- **Source document**
Handmade furniture tells a story. Your story. (And that includes the dent where someone accidentally dropped a mug on the coffee table.) Just like people, hardwoods have character. The colour, the grain, the shape and the texture of each board is unique. The one-off patterns and irregular edges missing from mass produced furniture are the features that work so well in my furniture making. Furniture made from native hardwoods should catch your eye, capture your imagination and become an old friend, offering years of companionship.
I like to work with locally sourced native species of wood with ash, beech, elm, oak, birch, sycamore and yew all making regular appearances. Scotland is home to some incredible native hardwoods which offer a wide range of colours, textures and characteristics to work with.
European or common ash
Fraxinus excelsior, Family: Oleaceae
Ash is a popular wood with a pronounced coarse grain pattern. The sapwood ranges from creamy white to pale tan in colour and occasionally it has a pinkish hue, while the heartwood is light to chocolate brown in colour. ‘Olive ash’ is a general term used to describe examples where there is a lot of darker heartwood present - it is not a separate species. Other unusual grain patterns include rippled and marbled ash. These occur most frequently in older trees, where the grain has grown in wild patterns.
When dried, ash is one of the hardest native species available in the UK. Historically it was used for tool handles and frame machinery. Ash is one of my favourite woods to use as it is fairly easy to work; it planes and sands well; and it takes a high sheen finish. The tonal difference between heart and sapwood makes it a striking choice for book-matched door panels and feature board table tops.
Betula pendula, Family Betulaceae
Birch is a uniform wood with a straight grain and fine texture, although Scottish birch tends to have more wild grain. It is creamy white to light tan in colour, often with a slight golden or pink hue. Darker flecks are often found in the grain, which can be quite pronounced. Variations of grain include pippy birch, which features small pin knots in clusters, and marbled birch, where the grain has grown in wild swirls and quilts.
Birch is often undervalued and overlooked for bespoke furniture due to its association with cheap Scandinavian flatpack furniture. It can be quite difficult to work with the grain frequently tearing out when planed and it is also prone to splitting along the grain. However it’s an interesting wood which sands well and can be finished to a high sheen - marbled birch is particularly attractive.
Native/British or European oak
i. Sessile or durmast oak ii. Pedunculate oak
i. Quercus sessiliflora or petraeaii. Quercus robur/pendunculata.
A firm traditional favourite, oak is generally straight grained with a course texture. Native oak tends to be less straight and more characterful than European oak - partly due to growing conditions and forestry practises. Oak tends to have a uniform coloration, ranging from light tan to medium brown. When cut 'quarter sawn', the surface of the wood shows the attractive silvery figure of the medullary rays inherent in oak. Pippy and burr oak are common characteristics of native oak and can vary from light to heavy coverage. Rustic oak is a catch-all term to describe wood with lots of knots, splits and wild grain - these defects give real character to the wood and when used correctly can look stunning. Brown and tiger oak refer to wood that has been attacked by beefsteak fungus, which causes the wood to turn a darker brown. The darkest oak is fumed oak which is produced by fuming the wood with ammonia. The ammonia reacts with the tannin in oak and turns the wood a dark chocolate brown colour.

- **Data section**
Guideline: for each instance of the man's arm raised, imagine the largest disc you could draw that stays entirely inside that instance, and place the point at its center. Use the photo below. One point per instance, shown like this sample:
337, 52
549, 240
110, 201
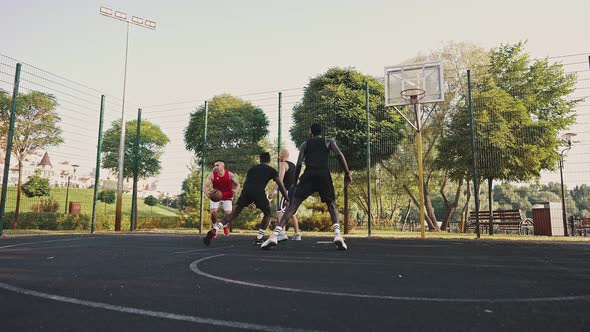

- **To do**
- A) Which wood species does the text on native hardwoods name as making regular appearances in the furniture maker's work?
- B) Write a continuation of the text on native hardwoods for furniture making, starting after its last sentence.
The lines have no connection to the text on native hardwoods for furniture making.

- **Solved problems**
- A) Ash, beech, elm, oak, birch, sycamore and yew.

- B)
Oak is a traditional timber that everyone is familiar with and it sits in the middle of the native wood colour spectrum. Is is darker than birch and sycamore, but lighter that elm and fumed oak. Due to its familiarity it’s sometimes regarded as being a bit ‘safe’, but the variety of grades and characteristics available in native oak ensure that it is never a boring choice. Oak is a good timber to work with although it is prone to splitting and surface checking.
Common yew or European yew
Taxus baccata Famil: Taxaceae
Yew isn’t actually a hardwood but it deserves to be mentioned due to its popularity and distinctive qualities. Yew wood can be straight grained although more commonly it is curly and irregular with lots of live and dead knots. The heartwood is golden orange-brown with streaks of purple/dark brown veins. The sapwood is creamy white and contrasts nicely with the heartwood. Clusters of pin knots are usually present adding a further visual interest to the wood.
Yew is a challenging wood to work with as it is very prone to splitting and it frequently tears out when planed. But it is easily sanded and finishes to a very smooth sheen. Yew isn’t readily available in wide boards or large quantities, so it is most often used for decoration and wood turning.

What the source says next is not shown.